--- Start Excerpt provided ---

Rainy morning here in Las Vegas, We Celebrate that ! Don't get to enjoy many rainy days here. It's Saturday and I have no agenda, just whatever comes along. Looking forward to next weekend and out Super Bowl gathering with great friends. Have a great day everyone !


----------



## SeaBreeze (Jan 26, 2013)

Ozarkgal said:


> In our "before retirement" home we had a doggie door, so the dogs went in and out at will. It can't happen here because they have to be supervised and protected from their own mischief making selves and the coyotes who would have them for dinner.
> 
> I never realized how many times they went in and out until I didn't have that blasted doggie door.  Good thing I'm retired, as it's practically a full time job keeping three schnauzers happy



*Love *the sign too Ozarkgal! :coolthumb:  I can totally relate!!  I only have one schnauzer now, but there was a time where I had two and three.  Never had a doggie door, but I always whined to hubby that we needed a doggy door, that I was the official doorman for the schnauzers, that the were so needy and smothering me with demands, LOL!

--- End Excerpt provided ---

- Requirements -
(a) From the forum posts about doggie doors, extract the passage starting at "Rainy morning here" and ending at "(Jan 26, 2013)".
(b) In the listing, starting at the line that contains "Reviewer note: verify one keypoint per instance of the concrete" and ending at the final line of the listing, change "tombstone" to "headstone" and leave everything else as it is. Return only those lines.

--- Start Source records ---

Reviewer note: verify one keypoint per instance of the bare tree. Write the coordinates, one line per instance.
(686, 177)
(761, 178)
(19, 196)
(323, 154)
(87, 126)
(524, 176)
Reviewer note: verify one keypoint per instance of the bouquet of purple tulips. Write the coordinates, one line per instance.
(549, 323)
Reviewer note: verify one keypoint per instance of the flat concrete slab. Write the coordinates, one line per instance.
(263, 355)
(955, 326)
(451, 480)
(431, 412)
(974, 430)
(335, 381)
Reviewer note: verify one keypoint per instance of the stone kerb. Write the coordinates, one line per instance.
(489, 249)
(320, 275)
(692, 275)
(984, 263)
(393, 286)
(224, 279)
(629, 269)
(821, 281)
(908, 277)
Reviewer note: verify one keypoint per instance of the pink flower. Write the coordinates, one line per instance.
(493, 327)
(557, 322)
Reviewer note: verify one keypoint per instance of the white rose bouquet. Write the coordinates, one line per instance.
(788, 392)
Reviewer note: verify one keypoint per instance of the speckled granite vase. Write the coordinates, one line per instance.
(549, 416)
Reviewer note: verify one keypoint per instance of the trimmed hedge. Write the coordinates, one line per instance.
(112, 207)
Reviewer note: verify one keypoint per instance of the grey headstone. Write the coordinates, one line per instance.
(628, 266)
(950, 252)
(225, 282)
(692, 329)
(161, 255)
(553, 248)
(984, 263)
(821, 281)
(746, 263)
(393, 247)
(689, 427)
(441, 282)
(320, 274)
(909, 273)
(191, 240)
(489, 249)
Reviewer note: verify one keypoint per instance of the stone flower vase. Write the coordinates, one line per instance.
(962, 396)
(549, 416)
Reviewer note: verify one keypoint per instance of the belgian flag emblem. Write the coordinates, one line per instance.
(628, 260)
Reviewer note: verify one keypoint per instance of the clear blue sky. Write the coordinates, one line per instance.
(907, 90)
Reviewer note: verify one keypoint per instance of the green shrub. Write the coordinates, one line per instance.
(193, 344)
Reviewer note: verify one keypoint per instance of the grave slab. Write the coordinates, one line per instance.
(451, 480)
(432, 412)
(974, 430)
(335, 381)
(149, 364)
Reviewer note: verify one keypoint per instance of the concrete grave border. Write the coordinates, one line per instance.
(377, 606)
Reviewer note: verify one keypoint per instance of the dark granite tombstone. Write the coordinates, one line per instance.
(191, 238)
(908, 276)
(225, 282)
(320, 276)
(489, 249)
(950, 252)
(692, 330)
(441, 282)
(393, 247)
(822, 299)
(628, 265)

--- End Source records ---

- The responses -
(a)
Rainy morning here in Las Vegas, We Celebrate that ! Don't get to enjoy many rainy days here. It's Saturday and I have no agenda, just whatever comes along. Looking forward to next weekend and out Super Bowl gathering with great friends. Have a great day everyone !


----------



## SeaBreeze (Jan 26, 2013)

(b)
Reviewer note: verify one keypoint per instance of the concrete grave border. Write the coordinates, one line per instance.
(377, 606)
Reviewer note: verify one keypoint per instance of the dark granite headstone. Write the coordinates, one line per instance.
(191, 238)
(908, 276)
(225, 282)
(320, 276)
(489, 249)
(950, 252)
(692, 330)
(441, 282)
(393, 247)
(822, 299)
(628, 265)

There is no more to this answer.